— Exercise requirements —
Whatever appears in the records, write it out again exactly.

— Data to process —
:::::

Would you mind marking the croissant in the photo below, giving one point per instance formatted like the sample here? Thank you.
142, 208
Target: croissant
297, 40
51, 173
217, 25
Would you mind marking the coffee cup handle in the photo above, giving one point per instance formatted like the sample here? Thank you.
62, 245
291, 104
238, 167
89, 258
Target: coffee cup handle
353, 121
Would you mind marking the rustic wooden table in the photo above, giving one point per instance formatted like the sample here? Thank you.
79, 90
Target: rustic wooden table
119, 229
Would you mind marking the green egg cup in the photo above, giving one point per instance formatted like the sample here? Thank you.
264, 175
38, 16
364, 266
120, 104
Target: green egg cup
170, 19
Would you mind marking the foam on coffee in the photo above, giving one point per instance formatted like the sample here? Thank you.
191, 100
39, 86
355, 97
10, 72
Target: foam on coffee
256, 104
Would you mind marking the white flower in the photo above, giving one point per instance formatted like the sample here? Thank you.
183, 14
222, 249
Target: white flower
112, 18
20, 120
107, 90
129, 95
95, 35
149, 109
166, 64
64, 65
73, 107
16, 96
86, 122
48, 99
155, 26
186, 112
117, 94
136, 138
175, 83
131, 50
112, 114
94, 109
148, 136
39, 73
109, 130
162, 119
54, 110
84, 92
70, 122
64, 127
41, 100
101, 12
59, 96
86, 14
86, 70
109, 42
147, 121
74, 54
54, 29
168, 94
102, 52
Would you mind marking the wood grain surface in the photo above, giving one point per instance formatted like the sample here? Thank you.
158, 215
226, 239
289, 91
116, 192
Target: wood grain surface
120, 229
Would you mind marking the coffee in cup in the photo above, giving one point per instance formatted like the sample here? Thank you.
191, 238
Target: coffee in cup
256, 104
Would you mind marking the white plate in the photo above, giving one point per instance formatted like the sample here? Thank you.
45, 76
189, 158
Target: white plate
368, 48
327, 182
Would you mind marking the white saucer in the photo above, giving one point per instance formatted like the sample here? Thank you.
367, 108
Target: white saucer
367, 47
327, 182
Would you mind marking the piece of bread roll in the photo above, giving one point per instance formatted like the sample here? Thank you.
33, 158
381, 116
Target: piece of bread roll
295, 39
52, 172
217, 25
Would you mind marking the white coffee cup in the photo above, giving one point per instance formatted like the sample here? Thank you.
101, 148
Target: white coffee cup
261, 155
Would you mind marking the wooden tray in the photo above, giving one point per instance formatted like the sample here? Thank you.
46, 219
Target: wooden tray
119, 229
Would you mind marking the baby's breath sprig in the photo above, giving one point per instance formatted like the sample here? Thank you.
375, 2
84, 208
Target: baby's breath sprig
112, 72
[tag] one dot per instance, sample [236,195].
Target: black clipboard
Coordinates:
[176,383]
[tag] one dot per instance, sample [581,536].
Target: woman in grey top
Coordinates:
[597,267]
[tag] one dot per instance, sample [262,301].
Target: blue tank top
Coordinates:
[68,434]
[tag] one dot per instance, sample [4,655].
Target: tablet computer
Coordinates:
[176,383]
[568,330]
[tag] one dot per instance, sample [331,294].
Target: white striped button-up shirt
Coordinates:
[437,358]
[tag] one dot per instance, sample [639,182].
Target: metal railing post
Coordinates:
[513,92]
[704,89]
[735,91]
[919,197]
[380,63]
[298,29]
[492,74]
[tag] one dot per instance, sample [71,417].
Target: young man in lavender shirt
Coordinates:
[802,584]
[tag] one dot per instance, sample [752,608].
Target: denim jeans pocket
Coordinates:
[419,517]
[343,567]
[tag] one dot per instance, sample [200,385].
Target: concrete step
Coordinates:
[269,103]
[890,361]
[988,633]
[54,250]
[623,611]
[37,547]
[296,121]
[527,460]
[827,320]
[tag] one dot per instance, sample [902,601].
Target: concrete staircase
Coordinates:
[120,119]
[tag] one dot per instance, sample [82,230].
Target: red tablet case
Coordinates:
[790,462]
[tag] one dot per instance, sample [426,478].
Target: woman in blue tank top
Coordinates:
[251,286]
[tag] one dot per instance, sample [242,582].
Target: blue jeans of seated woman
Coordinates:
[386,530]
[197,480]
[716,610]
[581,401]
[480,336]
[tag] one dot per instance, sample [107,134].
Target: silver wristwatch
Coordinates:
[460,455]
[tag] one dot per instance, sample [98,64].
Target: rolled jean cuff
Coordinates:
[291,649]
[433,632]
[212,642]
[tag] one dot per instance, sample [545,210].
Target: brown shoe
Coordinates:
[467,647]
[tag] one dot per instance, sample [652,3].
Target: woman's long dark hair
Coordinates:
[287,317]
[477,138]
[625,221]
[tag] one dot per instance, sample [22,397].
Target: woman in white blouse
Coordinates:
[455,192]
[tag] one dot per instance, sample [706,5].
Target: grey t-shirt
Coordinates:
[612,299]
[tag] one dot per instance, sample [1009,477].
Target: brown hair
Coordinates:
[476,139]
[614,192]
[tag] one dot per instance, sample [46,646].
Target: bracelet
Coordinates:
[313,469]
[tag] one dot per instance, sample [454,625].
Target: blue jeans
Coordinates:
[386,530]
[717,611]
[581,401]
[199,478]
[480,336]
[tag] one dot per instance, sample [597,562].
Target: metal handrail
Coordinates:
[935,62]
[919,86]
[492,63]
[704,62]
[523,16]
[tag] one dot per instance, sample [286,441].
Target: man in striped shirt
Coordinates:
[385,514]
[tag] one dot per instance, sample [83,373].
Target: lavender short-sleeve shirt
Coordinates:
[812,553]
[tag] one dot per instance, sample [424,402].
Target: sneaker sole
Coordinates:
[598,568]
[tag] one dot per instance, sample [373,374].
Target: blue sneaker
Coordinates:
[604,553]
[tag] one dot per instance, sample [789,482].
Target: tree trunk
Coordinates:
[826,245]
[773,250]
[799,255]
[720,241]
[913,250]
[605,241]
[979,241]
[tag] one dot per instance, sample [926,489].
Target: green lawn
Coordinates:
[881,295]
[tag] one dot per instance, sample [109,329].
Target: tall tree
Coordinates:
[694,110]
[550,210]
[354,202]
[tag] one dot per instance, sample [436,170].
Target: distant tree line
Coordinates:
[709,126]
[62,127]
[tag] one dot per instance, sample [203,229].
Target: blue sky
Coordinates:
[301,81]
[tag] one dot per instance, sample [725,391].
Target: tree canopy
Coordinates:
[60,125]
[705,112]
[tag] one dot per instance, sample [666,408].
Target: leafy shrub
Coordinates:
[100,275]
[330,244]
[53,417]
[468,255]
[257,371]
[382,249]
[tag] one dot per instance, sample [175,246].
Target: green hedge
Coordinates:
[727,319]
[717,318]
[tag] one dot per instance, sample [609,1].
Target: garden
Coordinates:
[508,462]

:::::

— Your solution —
Would you mind marking the croissant in the photo below, giving one point per instance formatted like the sample here? Thank you.
142, 208
Target: croissant
297, 40
51, 173
217, 25
Would you mind marking the coffee cup handle in the photo above, giving one point per instance formatted like the sample here? Thank you.
62, 245
291, 104
238, 167
89, 258
Target: coffee cup handle
353, 121
Would you mind marking the rustic wooden table in the photo above, giving one point per instance formatted like the sample here? Thank you.
79, 90
Target: rustic wooden table
119, 229
Would you mind marking the green egg cup in the photo above, giving one point per instance formatted like the sample here? Thank you.
264, 175
38, 16
364, 266
120, 104
Target: green egg cup
170, 19
Would you mind marking the foam on coffee in the photo above, giving one point per instance formatted like the sample here? Thank you.
191, 100
39, 86
355, 97
10, 72
Target: foam on coffee
256, 104
Would you mind marking the white flower in the photo above, giving one point per instance formatted like the sample here? Thank you.
183, 14
222, 249
Target: white flower
112, 18
20, 120
107, 90
129, 95
95, 35
149, 109
166, 64
64, 65
73, 107
16, 96
86, 122
48, 99
155, 26
186, 112
117, 94
136, 138
175, 83
131, 50
112, 114
94, 109
148, 136
39, 73
109, 130
162, 119
54, 110
84, 92
70, 122
64, 127
41, 100
101, 12
59, 96
86, 14
86, 70
109, 42
147, 121
74, 54
54, 29
168, 94
102, 52
Would you mind marking the wood grain surface in the photo above, giving one point per instance formatted like the sample here? Thank you.
158, 215
226, 239
289, 91
116, 192
Target: wood grain surface
120, 229
Would you mind marking the coffee in cup in the photo above, giving one point per instance formatted like the sample here? Thank you.
191, 238
Target: coffee in cup
256, 104
Would you mind marking the white plate in the photo above, giving one point per instance formatted like the sample here? Thank you.
45, 76
189, 158
Target: white plate
368, 48
327, 182
Would you mind marking the white saucer in the photo above, giving one point per instance formatted like the sample here? Thank you.
367, 108
Target: white saucer
367, 47
327, 182
Would you mind marking the piece of bread roll in the photo above, giving one point per instance formatted like the sample here? Thank you.
33, 158
381, 116
Target: piece of bread roll
295, 39
52, 172
217, 25
Would you mind marking the white coffee cup in the photo above, giving one point per instance formatted like the sample here? Thank you.
101, 148
Target: white coffee cup
261, 155
Would you mind marking the wooden tray in the photo above, giving one point per instance formatted like the sample here? Thank you.
46, 219
Target: wooden tray
119, 229
Would you mind marking the baby's breath sprig in the photo above, giving one point per instance formatted like the sample here? Thank you.
375, 2
84, 208
Target: baby's breath sprig
112, 72
[tag] one dot per instance, sample [236,195].
Target: black clipboard
Coordinates:
[176,383]
[tag] one dot per instance, sample [581,536].
Target: woman in grey top
Coordinates:
[597,267]
[tag] one dot per instance, sample [262,301].
Target: blue tank top
Coordinates:
[68,434]
[tag] one dot per instance, sample [4,655].
Target: tablet computer
Coordinates:
[176,383]
[568,330]
[tag] one dot per instance, sample [331,294].
Target: white striped button-up shirt
Coordinates:
[437,358]
[tag] one dot per instance, sample [639,182].
Target: metal railing post
Coordinates:
[513,92]
[704,89]
[735,91]
[919,197]
[380,63]
[298,29]
[492,74]
[tag] one dot per instance, sample [71,417].
Target: young man in lavender shirt
Coordinates:
[802,584]
[tag] one dot per instance, sample [752,608].
Target: denim jeans pocket
Coordinates:
[419,517]
[343,567]
[tag] one dot per instance, sample [200,385].
Target: concrete step
Coordinates:
[269,103]
[890,361]
[988,633]
[54,250]
[623,611]
[37,547]
[296,121]
[527,460]
[827,320]
[tag] one dot per instance, sample [902,601].
Target: concrete staircase
Coordinates:
[120,119]
[tag] one dot per instance, sample [82,230].
Target: red tablet case
Coordinates:
[790,462]
[tag] one dot per instance, sample [426,478].
Target: woman in blue tank top
Coordinates:
[251,286]
[tag] one dot per instance, sample [242,582].
Target: blue jeans of seated woman
Coordinates:
[386,530]
[197,480]
[716,610]
[581,401]
[480,336]
[tag] one dot per instance, sample [107,134].
Target: silver wristwatch
Coordinates:
[460,455]
[tag] one dot per instance, sample [98,64].
Target: rolled jean cuff
Coordinates:
[291,649]
[433,632]
[212,642]
[tag] one dot per instance, sample [545,210].
Target: brown shoe
Coordinates:
[467,647]
[tag] one dot per instance, sample [652,3].
Target: woman's long dark hair
Coordinates:
[287,317]
[477,138]
[625,221]
[tag] one dot per instance, sample [22,397].
Target: woman in white blouse
Coordinates:
[455,192]
[tag] one dot per instance, sample [706,5].
Target: grey t-shirt
Coordinates:
[612,299]
[tag] one dot per instance, sample [1009,477].
Target: brown hair
Coordinates:
[476,139]
[614,192]
[tag] one dot per instance, sample [46,646].
Target: bracelet
Coordinates:
[313,469]
[tag] one dot per instance, sample [454,625].
Target: blue jeans
Coordinates:
[386,530]
[717,611]
[581,401]
[199,478]
[480,336]
[tag] one dot per instance, sample [597,562].
Target: metal handrail
Coordinates:
[935,62]
[919,86]
[492,63]
[704,62]
[523,16]
[tag] one dot per instance, sample [286,441].
Target: man in striped shirt
Coordinates:
[385,514]
[tag] one dot per instance, sample [83,373].
Target: lavender short-sleeve shirt
Coordinates:
[812,553]
[tag] one dot per instance, sample [424,402].
Target: sneaker sole
Coordinates:
[598,568]
[tag] one dot per instance, sample [373,374].
Target: blue sneaker
Coordinates:
[604,553]
[tag] one dot per instance, sample [789,482].
Target: tree trunk
Coordinates:
[826,245]
[773,250]
[799,255]
[720,241]
[913,250]
[605,241]
[979,241]
[tag] one dot per instance, sample [926,489].
Target: green lawn
Coordinates:
[881,295]
[tag] one dot per instance, sample [109,329].
Target: tall tree
Coordinates:
[694,110]
[550,210]
[354,202]
[tag] one dot per instance, sample [436,170].
Target: distant tree line
Coordinates:
[709,126]
[62,127]
[tag] one dot per instance, sample [203,229].
Target: blue sky
Coordinates:
[301,81]
[tag] one dot per instance, sample [725,391].
Target: tree canopy
Coordinates:
[60,125]
[705,112]
[tag] one dot per instance, sample [666,408].
Target: leafy shrub
Coordinates:
[100,275]
[330,244]
[53,417]
[468,255]
[257,371]
[382,249]
[tag] one dot per instance, sample [175,246].
Target: green hedge
Coordinates:
[727,319]
[717,318]
[tag] one dot per instance, sample [609,1].
Target: garden
Coordinates:
[508,462]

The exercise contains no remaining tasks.